GOAL OF THE EXERCISE: Put each line of the rows below into a numbered list, leaving out any blank lines.

STORED DATA:

++++++

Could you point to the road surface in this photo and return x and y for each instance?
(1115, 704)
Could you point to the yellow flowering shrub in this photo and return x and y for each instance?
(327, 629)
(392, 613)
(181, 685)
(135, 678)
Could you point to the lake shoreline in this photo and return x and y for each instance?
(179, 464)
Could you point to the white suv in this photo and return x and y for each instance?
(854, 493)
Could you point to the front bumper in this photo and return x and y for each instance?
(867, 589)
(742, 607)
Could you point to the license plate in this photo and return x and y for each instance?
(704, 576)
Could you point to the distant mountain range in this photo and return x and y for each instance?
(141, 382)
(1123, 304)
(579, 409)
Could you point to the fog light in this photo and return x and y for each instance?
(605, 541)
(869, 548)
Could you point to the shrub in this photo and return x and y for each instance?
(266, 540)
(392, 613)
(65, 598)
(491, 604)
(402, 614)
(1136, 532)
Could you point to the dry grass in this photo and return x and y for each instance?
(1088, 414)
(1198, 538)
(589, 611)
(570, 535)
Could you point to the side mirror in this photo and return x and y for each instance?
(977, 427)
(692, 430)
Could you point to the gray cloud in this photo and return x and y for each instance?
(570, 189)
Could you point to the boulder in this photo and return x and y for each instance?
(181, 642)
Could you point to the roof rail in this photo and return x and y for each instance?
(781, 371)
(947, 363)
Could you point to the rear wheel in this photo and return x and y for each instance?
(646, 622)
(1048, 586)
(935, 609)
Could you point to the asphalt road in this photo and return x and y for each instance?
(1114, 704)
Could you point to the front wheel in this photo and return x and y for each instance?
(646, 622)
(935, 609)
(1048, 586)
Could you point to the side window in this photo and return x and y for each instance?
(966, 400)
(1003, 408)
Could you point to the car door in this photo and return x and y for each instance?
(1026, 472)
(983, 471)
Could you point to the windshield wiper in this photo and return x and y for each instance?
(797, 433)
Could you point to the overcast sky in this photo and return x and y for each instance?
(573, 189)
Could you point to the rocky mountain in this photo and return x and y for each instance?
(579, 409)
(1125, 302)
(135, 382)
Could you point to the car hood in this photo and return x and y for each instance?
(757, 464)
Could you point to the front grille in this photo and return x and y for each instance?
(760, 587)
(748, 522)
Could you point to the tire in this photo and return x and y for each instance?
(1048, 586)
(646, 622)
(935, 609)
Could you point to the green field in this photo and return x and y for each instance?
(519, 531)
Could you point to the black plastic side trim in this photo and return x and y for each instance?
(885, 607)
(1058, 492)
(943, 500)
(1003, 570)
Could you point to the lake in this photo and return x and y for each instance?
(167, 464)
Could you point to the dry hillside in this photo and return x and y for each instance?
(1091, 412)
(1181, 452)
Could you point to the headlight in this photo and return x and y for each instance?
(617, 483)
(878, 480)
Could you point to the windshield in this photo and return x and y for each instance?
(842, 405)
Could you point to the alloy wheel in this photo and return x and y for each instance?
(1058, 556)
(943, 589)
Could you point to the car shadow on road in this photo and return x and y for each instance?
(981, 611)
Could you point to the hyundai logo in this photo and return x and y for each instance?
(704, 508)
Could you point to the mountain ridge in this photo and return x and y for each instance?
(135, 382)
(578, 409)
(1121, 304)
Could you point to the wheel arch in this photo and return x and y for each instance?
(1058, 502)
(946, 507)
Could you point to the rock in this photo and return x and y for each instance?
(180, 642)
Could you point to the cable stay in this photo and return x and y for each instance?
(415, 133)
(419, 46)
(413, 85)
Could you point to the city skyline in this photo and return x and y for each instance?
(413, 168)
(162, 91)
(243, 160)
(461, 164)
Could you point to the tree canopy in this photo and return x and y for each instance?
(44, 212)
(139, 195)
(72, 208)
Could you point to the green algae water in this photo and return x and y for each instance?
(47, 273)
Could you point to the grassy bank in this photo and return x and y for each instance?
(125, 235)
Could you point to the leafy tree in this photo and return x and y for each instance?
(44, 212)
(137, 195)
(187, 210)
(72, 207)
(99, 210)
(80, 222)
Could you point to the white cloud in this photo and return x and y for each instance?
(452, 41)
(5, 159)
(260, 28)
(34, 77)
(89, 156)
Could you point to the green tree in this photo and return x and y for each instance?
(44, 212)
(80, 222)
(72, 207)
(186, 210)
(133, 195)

++++++

SOLUTION FOR THIS PROBLEM:
1. Could you point to the road surface in this photo and return x and y for each instance?
2. (1115, 704)
3. Could you point to the yellow flowering shrub in this photo and return x and y for each instance?
4. (327, 629)
5. (392, 613)
6. (181, 685)
7. (135, 678)
8. Could you point to the lake shoreline in this photo and return x and y for each instance?
9. (179, 464)
10. Could you point to the white suv in this photo and return x and y for each instance?
11. (854, 493)
12. Could you point to the front bumper in this photo and return x and y for each instance?
13. (867, 589)
14. (742, 607)
15. Could you point to the license plate in this photo and return x and y for each instance?
16. (704, 576)
17. Could you point to the distant mountain range in this photo and return x and y for each instance?
18. (141, 382)
19. (1123, 304)
20. (579, 409)
21. Could you point to the fog light in this photo and return x and y for each instance?
22. (605, 541)
23. (869, 548)
24. Could you point to the shrub in this photo and return x and y for each instance?
25. (266, 540)
26. (392, 613)
27. (65, 598)
28. (491, 604)
29. (402, 614)
30. (1136, 532)
31. Could you point to the dry grass in this photo and return x and y for each instance?
32. (1088, 414)
33. (1198, 538)
34. (589, 611)
35. (570, 535)
36. Could you point to the side mirror in this photo and return x and y for each instance?
37. (977, 427)
38. (692, 430)
39. Could you point to the gray cloud in this photo and return x and y for each instance?
40. (570, 189)
41. Could you point to the boulder in this photo and return x and y for each instance?
42. (181, 642)
43. Could you point to the roof rail in this photo and return x and y for each instance?
44. (781, 371)
45. (947, 363)
46. Could you point to the rear wheel in this photo and return x and y for each instance?
47. (646, 622)
48. (1048, 586)
49. (935, 609)
50. Could you point to the asphalt road in this photo and return x and y for each instance?
51. (1114, 704)
52. Could you point to the front wheel in this photo and return x and y for each instance?
53. (646, 622)
54. (935, 609)
55. (1048, 586)
56. Could you point to the side window in this photo and return x and y for each instance?
57. (966, 400)
58. (1003, 408)
59. Could you point to the car door in this photo and return x and y for each instance?
60. (1026, 472)
61. (983, 471)
62. Could you point to the windshield wiper in this photo and return x and y for each instance?
63. (797, 433)
64. Could you point to the overcast sky in this photo and return x and y for each instance?
65. (573, 189)
66. Could you point to the rocky mountain in this photo and return x and y for each instance?
67. (579, 409)
68. (1125, 302)
69. (135, 382)
70. Could you point to the car hood in this photo and return x and y for each instance?
71. (757, 464)
72. Could you point to the front grille in this photo and return x and y for each instance?
73. (760, 587)
74. (748, 522)
75. Could you point to the tire in this photo and return x and y for each instance?
76. (1048, 586)
77. (646, 622)
78. (935, 609)
79. Could you point to the green field in this photo and return x and y for each instance?
80. (519, 531)
81. Could you point to the black plastic side trim in this photo and return x and y for each instance?
82. (885, 607)
83. (1058, 492)
84. (943, 500)
85. (1003, 570)
86. Could you point to the lake in this photo and return x and y for each instance?
87. (167, 464)
88. Could you point to the dry hillside in this photo and return x and y for each instance?
89. (1091, 412)
90. (1181, 452)
91. Could you point to the headlight in this photo and return x and y for each instance?
92. (617, 483)
93. (878, 480)
94. Could you point to the windshield in this photo and return x and y for each instance?
95. (842, 405)
96. Could you point to the alloy wheel in this photo and return x and y for each instance?
97. (1058, 556)
98. (943, 589)
99. Could you point to the car shadow on road in this photo and return x and y for each instance?
100. (981, 611)
101. Could you point to the hyundai logo in this photo and return x and y for each instance?
102. (704, 508)
103. Could you point to the mountain ridge in this photo and return x and y for each instance?
104. (135, 382)
105. (578, 409)
106. (1121, 304)
107. Could you point to the wheel arch in this photo and return x and y for each instance?
108. (1058, 502)
109. (946, 507)
110. Could you point to the rock in this photo and return x and y for each instance?
111. (180, 642)
112. Could you point to the cable stay in this photo and return x and y for each instance?
113. (415, 133)
114. (419, 46)
115. (413, 85)
116. Could you point to the city skyline in this photo and return x and y for each instance?
117. (413, 168)
118. (162, 91)
119. (243, 160)
120. (461, 164)
121. Could you point to the tree canopy in this photo and return x and y for each instance?
122. (44, 212)
123. (139, 195)
124. (72, 208)
125. Could you point to the green algae water in this photo and return x and y for each instance?
126. (47, 273)
127. Could you point to the grassy bank in this photo and return x and y for each instance?
128. (125, 235)
129. Could you point to the leafy tree in this photo and return x and y for each instance?
130. (44, 212)
131. (137, 195)
132. (187, 210)
133. (72, 207)
134. (99, 210)
135. (80, 222)
136. Could you point to the white cloud in this photo and return x and y for each instance?
137. (452, 41)
138. (5, 159)
139. (260, 28)
140. (34, 77)
141. (89, 156)
142. Could you point to the green tree in this photo and return x and y for each instance?
143. (44, 212)
144. (80, 222)
145. (72, 207)
146. (186, 210)
147. (133, 195)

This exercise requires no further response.